Текст отрывка:
##########

Дворяне и казаки из войска Трубецкого часто конфликтовали между собой: «Бяше же у них в рати настроение великое и грабеж от казаков и ото всяких людей». В Тверском уезде в 1613–1614 гг. «казаки беспрестанно… ходили войною и дворян и детей боярских, и их людей, и крестьян до смерти побивали, жгли и мучили». В 1615 г. посадские люди из Твери писали в челобитной, что они «от Литвы, и от немец, и от русских воров от казаков… разорены до основанья». А когда сборщики в том же году приехали в Тверской уезд за оброчными деньгами, то увидели, что крестьяне «разбрелися розно от казачья разоренья».
Казаки из войска Трубецкого по «подговору» посадских людей Твери разграбили тверское поместье князя Б. В. Касаткина-Ростовского. Во время поездки из Торжка в Тверь сын боярский Г. Ржевский попал в казачий отряд «неволею».
На помощь Трубецкому для захвата Новгорода в сентябре 1613 г. был направлен под Старую Русу Андрей Федорович Палицын (дальний родственник троицкого келаря Авраамия Палицына) с отрядом новгородских дворян и четырьмя казачьими станицами.

##########

(Записи данных)
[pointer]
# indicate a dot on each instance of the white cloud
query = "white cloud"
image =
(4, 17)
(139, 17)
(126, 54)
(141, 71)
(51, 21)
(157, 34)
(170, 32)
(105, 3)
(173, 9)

##########

Выполните задания:
[A] Когда, по отрывку о войске Трубецкого, Андрея Федоровича Палицына направили под Старую Русу?
[B] Перепишите все записи целиком, вместе со строками запросов. Координаты точек в ответах умножьте на 0,5 и округлите до целых, половины округляйте вверх.

Ответы к заданиям:
[A] В сентябре 1613 г.

[B]
[pointer]
# indicate a dot on each instance of the white cloud
query = "white cloud"
image =
(2, 9)
(70, 9)
(63, 27)
(71, 36)
(26, 11)
(79, 17)
(85, 16)
(53, 2)
(87, 5)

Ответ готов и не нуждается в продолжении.